## [SELECTED PASSAGE]
A few thoughts on creating a technology start-up, from a guy who understands that it takes discipline and humility to serve and nurture your company into maturity. Read more...
When I started Big Bang with Cameron I knew I was going to work hard, I knew I was going to challenge myself, and I knew I was going to go a bit crazy. I didn't know how much it would take to succeed, or what kind of existential crisis it was going to throw me into.
Working for someone else is easier than working for yourself. You get to concentrate on what you know how to do, you know what your purpose is. You have a role within the organization, and you fulfill that role to the best of your ability. If you do your job well, you get a raise. If you don't do your job well, you get fired, unless you're a damn fine bullshitter. Pretty simple.
But when you start a company, you become responsible for creating an environment, a culture, and carving a space in the world for you to occupy and grow out of. In other words, building a company from scratch is a long and terrifying journey, full of opportunities. Opportunities to fail, to succeed, to learn, and to create.
A corporation is both an abstract thought and a tangible entity. As an entity, a corporation is a legally sanctioned association of individuals, which exists independently of its members. But as a concept, I believe a corporation is a prism through which we can channel our creative energy thus producing artifacts which are greater than the sum of their parts.
A corporation isn't something you start to get rich. It's something you shape, nurture, and build. And if you build it well enough, and give it the strength and identity it needs, it will carry itself and its members through unbelievable paths and roads. A corporation has an identity all of its own, an identity that is created through the contributions of its members.
A corporation needs to be served in order to succeed. It demands discipline from its members, and it requires diligence from those who care for it. Discipline means that I get paid a little and work a lot. Diligence means that I have responsibilities to my company that require me to consistently sacrifice in its best interest.

[Records from a collection]

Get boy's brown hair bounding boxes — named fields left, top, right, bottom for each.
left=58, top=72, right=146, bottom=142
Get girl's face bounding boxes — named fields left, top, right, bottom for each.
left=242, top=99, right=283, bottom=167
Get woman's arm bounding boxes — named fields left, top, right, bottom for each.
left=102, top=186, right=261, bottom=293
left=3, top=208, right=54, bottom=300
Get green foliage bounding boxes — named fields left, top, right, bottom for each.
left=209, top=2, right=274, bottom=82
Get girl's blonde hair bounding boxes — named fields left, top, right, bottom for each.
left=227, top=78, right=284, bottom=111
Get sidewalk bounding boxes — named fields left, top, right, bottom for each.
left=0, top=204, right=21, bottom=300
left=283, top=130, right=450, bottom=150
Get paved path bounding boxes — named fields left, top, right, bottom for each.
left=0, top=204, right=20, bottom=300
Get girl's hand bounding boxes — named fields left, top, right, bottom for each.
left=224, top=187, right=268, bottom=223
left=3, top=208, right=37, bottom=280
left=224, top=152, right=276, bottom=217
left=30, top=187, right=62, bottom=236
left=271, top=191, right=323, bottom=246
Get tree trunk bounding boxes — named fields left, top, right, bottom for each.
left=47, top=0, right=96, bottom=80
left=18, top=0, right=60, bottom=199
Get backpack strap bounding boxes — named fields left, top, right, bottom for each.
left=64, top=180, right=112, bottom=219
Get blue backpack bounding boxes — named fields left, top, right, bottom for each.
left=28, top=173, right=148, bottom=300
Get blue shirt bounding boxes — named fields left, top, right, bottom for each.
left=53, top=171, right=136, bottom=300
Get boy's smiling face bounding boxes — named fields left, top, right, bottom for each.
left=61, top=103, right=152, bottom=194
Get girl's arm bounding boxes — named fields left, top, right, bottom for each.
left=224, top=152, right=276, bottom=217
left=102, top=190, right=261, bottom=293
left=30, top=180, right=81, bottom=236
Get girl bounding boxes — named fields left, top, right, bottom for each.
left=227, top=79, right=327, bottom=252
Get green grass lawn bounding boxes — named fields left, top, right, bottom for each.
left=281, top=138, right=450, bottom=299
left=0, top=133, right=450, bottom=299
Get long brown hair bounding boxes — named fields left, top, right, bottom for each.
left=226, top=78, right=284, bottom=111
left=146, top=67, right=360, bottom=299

## [PROBLEMS TO SOLVE]
1/ For each statement about the essay on starting a company, say whether it agrees with the essay, answering yes or no and quoting the deciding words. (a) The author started Big Bang alone. (b) The essay says a corporation is not something you start to get rich. (c) The essay says working for yourself is easier than working for someone else.
2/ Reproduce part of the essay on starting a company word for word, beginning at the words "A corporation isn't" and stopping after "contributions of its members.".

## [RESULTS IN ORDER]
1/
(a) No: "When I started Big Bang with Cameron"
(b) Yes: "A corporation isn't something you start to get rich."
(c) No: "Working for someone else is easier than working for yourself."

2/
A corporation isn't something you start to get rich. It's something you shape, nurture, and build. And if you build it well enough, and give it the strength and identity it needs, it will carry itself and its members through unbelievable paths and roads. A corporation has an identity all of its own, an identity that is created through the contributions of its members.